Assigned task
Output each entry exactly; skip nothing.

Dataset entries
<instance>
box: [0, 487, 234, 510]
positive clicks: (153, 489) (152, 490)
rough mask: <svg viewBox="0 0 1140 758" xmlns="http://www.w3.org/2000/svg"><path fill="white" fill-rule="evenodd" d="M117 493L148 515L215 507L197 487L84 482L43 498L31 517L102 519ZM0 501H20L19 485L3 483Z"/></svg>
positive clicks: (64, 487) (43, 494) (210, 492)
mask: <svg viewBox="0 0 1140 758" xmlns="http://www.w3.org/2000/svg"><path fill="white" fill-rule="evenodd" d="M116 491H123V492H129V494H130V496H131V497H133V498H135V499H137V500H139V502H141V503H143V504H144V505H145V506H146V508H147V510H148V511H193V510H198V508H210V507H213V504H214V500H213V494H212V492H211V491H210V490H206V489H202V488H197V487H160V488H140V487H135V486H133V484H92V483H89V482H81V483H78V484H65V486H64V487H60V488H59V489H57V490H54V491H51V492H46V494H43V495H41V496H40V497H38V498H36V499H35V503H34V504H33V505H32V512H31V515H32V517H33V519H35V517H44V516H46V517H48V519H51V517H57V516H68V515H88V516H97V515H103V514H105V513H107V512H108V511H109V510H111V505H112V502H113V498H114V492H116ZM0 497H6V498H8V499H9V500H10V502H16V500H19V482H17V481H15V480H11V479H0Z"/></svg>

Answer to this task
<instance>
box: [0, 487, 234, 510]
positive clicks: (153, 489) (152, 490)
rough mask: <svg viewBox="0 0 1140 758" xmlns="http://www.w3.org/2000/svg"><path fill="white" fill-rule="evenodd" d="M117 493L148 515L215 507L197 487L84 482L43 498L31 517L102 519ZM0 501H20L19 485L3 483Z"/></svg>
positive clicks: (64, 487) (43, 494) (210, 492)
mask: <svg viewBox="0 0 1140 758" xmlns="http://www.w3.org/2000/svg"><path fill="white" fill-rule="evenodd" d="M116 491H123V492H129V494H130V496H131V497H133V498H135V499H137V500H139V502H141V503H143V504H144V505H145V506H146V508H147V510H148V511H193V510H198V508H210V507H213V504H214V500H213V494H212V492H211V491H210V490H206V489H202V488H197V487H160V488H140V487H135V486H133V484H92V483H89V482H81V483H78V484H65V486H64V487H60V488H59V489H57V490H54V491H51V492H46V494H43V495H41V496H40V497H38V498H36V499H35V503H34V504H33V505H32V512H31V515H32V517H33V519H35V517H44V516H46V517H48V519H51V517H57V516H68V515H88V516H97V515H103V514H105V513H107V512H108V511H109V510H111V505H112V502H113V498H114V492H116ZM0 497H6V498H8V499H9V500H10V502H16V500H19V482H17V481H15V480H11V479H0Z"/></svg>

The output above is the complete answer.